#### Task list:
- 1) In the forum thread about the missing British soldier, replace "mates" with "comrades" and write out the passage from "## AWP (Jul" up to and including "2/2 (Jul 4, 2011)".
- 2) Continue the forum thread about the missing British soldier from the point where it stops.

#### Excerpted text:
# British Soldier Missing, Presumed  Captured in A-Stan..



## Crusader74 (Jul 4, 2011)

Just been told by a Bud in the BA( British Army) that a member is missing, presumed captured...

If I get any more, I'll post it.


----------



## LibraryLady (Jul 4, 2011)

Ouch.  Prayers commencing.

LL


----------



## DA SWO (Jul 4, 2011)

Taliban say he died in a firefight.
World should know more in a day or so.


----------



## Crusader74 (Jul 4, 2011)

The soldier from 4SCOTS has been found dead. RIP.


----------



## Servimus (Jul 4, 2011)

RIP


----------



## AWP (Jul 4, 2011)

Blue Skies. Terrible for him to die, but at least his mates have him and not those animals.


----------



## Diamondback 2/2 (Jul 4, 2011)

RIP


----------



## mike_cos (Jul 4, 2011)

RIP brother


----------



## DA SWO (Jul 4, 2011)

RIP.


----------



## Mac_NZ (Jul 4, 2011)

Coordinate labeling data:
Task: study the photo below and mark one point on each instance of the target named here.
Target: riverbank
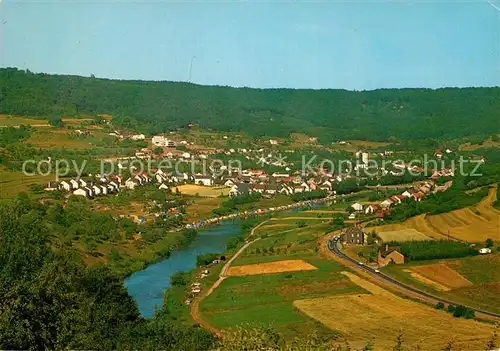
(258, 212)
(148, 286)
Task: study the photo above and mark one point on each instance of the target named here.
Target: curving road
(195, 306)
(333, 246)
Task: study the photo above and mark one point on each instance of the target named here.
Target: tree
(56, 121)
(492, 343)
(399, 342)
(179, 279)
(448, 347)
(338, 220)
(489, 243)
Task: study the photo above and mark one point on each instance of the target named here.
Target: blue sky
(350, 45)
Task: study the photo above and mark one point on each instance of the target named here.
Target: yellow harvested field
(418, 223)
(271, 267)
(57, 139)
(474, 224)
(427, 281)
(207, 191)
(485, 145)
(76, 120)
(403, 235)
(442, 274)
(382, 315)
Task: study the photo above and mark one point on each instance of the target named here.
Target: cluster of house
(100, 185)
(384, 207)
(257, 212)
(258, 181)
(385, 255)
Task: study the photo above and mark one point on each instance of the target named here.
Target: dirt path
(395, 288)
(195, 306)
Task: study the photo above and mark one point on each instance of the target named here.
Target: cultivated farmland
(403, 235)
(271, 267)
(382, 316)
(442, 274)
(474, 224)
(205, 191)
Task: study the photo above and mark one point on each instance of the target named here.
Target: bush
(179, 279)
(205, 259)
(234, 242)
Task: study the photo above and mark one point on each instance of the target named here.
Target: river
(148, 286)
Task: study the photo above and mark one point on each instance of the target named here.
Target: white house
(204, 180)
(81, 192)
(96, 190)
(357, 207)
(89, 191)
(406, 194)
(104, 190)
(370, 209)
(131, 184)
(65, 185)
(158, 140)
(306, 186)
(74, 184)
(285, 189)
(386, 203)
(138, 137)
(229, 182)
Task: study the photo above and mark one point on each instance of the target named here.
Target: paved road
(195, 307)
(333, 246)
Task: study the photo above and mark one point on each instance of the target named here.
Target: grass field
(271, 267)
(201, 208)
(13, 121)
(474, 224)
(12, 183)
(485, 145)
(204, 191)
(403, 235)
(443, 275)
(381, 316)
(59, 139)
(267, 299)
(482, 273)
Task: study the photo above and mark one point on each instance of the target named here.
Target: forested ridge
(153, 107)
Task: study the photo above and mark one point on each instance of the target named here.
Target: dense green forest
(51, 300)
(150, 106)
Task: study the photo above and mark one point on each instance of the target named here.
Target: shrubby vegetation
(329, 114)
(434, 249)
(12, 135)
(51, 300)
(452, 199)
(207, 258)
(310, 195)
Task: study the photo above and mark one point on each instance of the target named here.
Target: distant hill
(385, 114)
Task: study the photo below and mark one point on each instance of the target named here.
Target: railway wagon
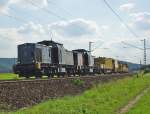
(50, 58)
(125, 68)
(107, 65)
(83, 61)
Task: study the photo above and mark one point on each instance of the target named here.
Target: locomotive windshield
(26, 53)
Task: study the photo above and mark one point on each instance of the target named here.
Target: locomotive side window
(38, 55)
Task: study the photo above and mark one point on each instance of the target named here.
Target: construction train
(50, 58)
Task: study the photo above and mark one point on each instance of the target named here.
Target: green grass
(143, 106)
(8, 76)
(102, 99)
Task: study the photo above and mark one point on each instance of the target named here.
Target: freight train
(50, 58)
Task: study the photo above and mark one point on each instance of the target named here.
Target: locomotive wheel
(38, 75)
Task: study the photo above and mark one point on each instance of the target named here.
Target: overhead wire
(120, 19)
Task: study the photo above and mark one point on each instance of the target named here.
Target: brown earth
(19, 94)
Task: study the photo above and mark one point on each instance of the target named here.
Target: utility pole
(90, 47)
(145, 54)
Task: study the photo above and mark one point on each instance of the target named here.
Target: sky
(76, 22)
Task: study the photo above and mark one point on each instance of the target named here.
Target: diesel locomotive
(50, 58)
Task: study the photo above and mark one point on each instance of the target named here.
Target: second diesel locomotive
(50, 58)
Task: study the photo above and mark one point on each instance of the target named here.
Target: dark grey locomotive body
(50, 58)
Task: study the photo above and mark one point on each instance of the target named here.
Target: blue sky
(74, 23)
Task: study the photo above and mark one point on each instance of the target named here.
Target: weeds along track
(63, 78)
(24, 93)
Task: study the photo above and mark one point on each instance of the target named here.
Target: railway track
(62, 78)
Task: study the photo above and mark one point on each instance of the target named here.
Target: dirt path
(131, 103)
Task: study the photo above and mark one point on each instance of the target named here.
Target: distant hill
(7, 63)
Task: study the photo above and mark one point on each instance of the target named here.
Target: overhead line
(14, 17)
(46, 10)
(121, 20)
(132, 45)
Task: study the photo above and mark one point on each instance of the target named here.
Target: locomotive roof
(49, 43)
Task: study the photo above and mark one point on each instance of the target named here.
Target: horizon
(75, 23)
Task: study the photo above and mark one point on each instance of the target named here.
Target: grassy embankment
(8, 76)
(143, 106)
(102, 99)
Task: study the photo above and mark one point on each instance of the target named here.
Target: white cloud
(76, 28)
(127, 7)
(142, 20)
(30, 4)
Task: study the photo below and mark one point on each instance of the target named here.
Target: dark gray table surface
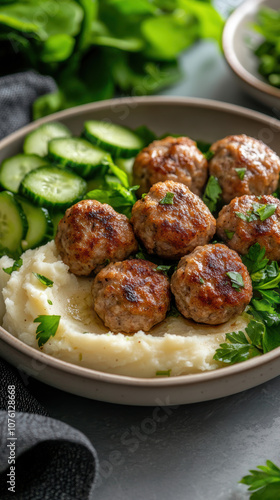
(197, 451)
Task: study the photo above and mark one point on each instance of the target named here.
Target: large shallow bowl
(240, 56)
(200, 119)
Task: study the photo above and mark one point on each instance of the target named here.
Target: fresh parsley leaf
(255, 259)
(146, 134)
(258, 212)
(167, 199)
(47, 328)
(45, 281)
(271, 296)
(263, 330)
(163, 373)
(173, 311)
(236, 280)
(229, 234)
(265, 482)
(265, 211)
(212, 193)
(15, 267)
(203, 146)
(241, 173)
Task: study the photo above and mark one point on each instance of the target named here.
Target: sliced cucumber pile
(77, 154)
(40, 225)
(37, 141)
(53, 187)
(13, 225)
(14, 169)
(55, 171)
(118, 140)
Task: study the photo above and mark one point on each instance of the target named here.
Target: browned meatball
(176, 159)
(172, 230)
(92, 233)
(260, 166)
(203, 290)
(240, 224)
(131, 296)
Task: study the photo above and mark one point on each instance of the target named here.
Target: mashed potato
(176, 344)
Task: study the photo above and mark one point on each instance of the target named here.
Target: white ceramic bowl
(200, 119)
(240, 56)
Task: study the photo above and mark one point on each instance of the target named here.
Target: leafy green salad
(95, 49)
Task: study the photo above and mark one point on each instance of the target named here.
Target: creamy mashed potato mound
(176, 344)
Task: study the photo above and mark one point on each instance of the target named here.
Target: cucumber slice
(13, 225)
(77, 154)
(53, 187)
(14, 169)
(37, 141)
(40, 226)
(118, 140)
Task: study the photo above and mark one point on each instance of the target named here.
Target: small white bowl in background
(240, 56)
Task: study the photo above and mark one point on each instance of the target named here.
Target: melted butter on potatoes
(177, 344)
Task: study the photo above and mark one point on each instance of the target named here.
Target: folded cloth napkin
(40, 458)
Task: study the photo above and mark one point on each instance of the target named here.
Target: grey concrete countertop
(198, 451)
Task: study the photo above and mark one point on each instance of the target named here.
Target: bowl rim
(123, 380)
(250, 6)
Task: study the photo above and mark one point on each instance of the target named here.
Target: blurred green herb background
(268, 52)
(98, 49)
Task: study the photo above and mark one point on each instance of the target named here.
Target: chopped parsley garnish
(47, 328)
(241, 173)
(15, 267)
(265, 482)
(239, 347)
(263, 330)
(229, 234)
(45, 281)
(212, 193)
(258, 212)
(168, 199)
(209, 155)
(163, 373)
(236, 280)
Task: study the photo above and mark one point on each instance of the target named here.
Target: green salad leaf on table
(268, 51)
(265, 482)
(95, 49)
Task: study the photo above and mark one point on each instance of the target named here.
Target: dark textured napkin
(53, 461)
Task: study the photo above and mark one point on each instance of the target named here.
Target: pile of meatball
(170, 221)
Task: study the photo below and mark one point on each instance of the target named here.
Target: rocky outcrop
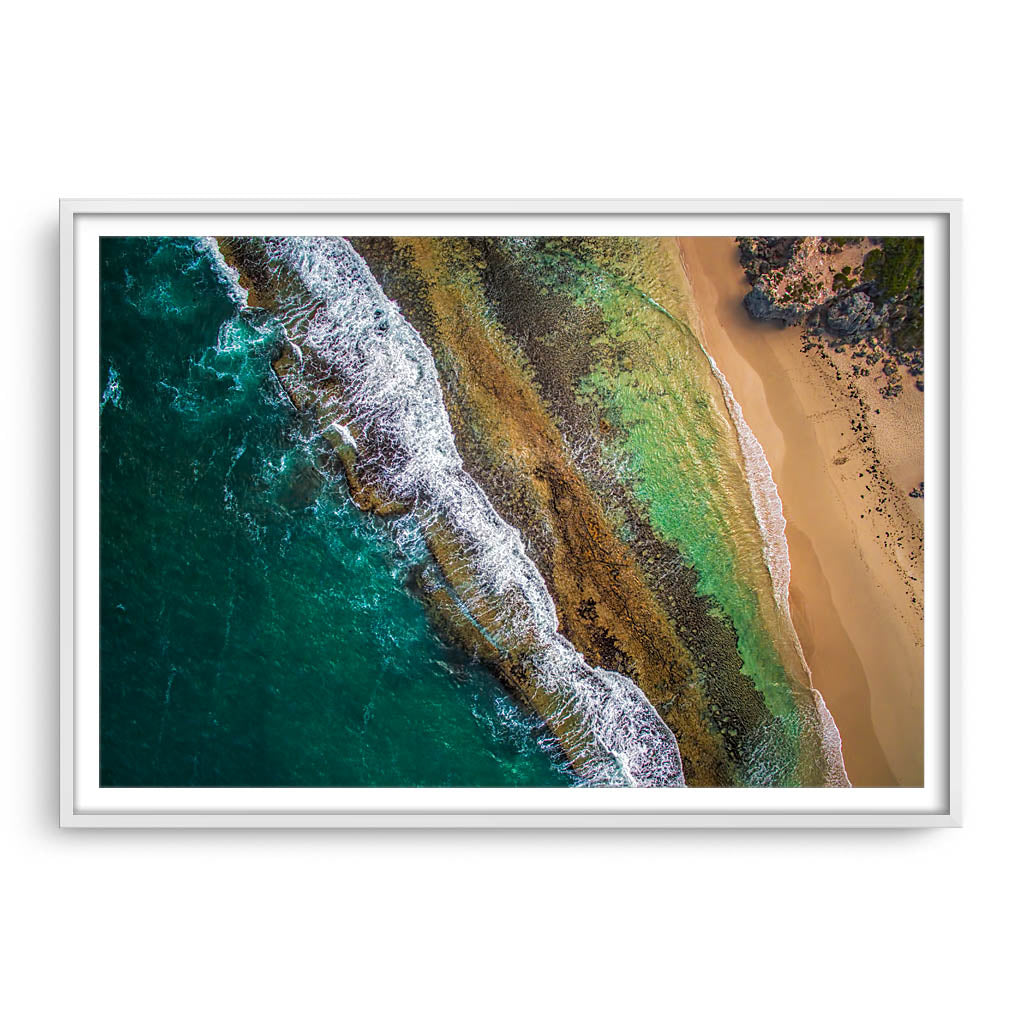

#### Expected responses:
- 1)
## AWP (Jul 4, 2011)

Blue Skies. Terrible for him to die, but at least his comrades have him and not those animals.


----------



## Diamondback 2/2 (Jul 4, 2011)

- 2)
RIP, The Scots aren't known for being merciful when they are fucked off and I'd say they will be over this.


----------



## Teufel (Jul 4, 2011)

There may be more than meets the eye to this one.  There was no fire fight.


----------



## RackMaster (Jul 4, 2011)

RIP.


----------



## Servimus (Jul 4, 2011)

Teufel said:


> There may be more than meets the eye to this one. There was no fire fight.


I read that as well...Weird.


----------



## Chopstick (Jul 4, 2011)

So sorry to hear.  RIP.


----------



## Robal2pl (Jul 5, 2011)

Sad news. RIP.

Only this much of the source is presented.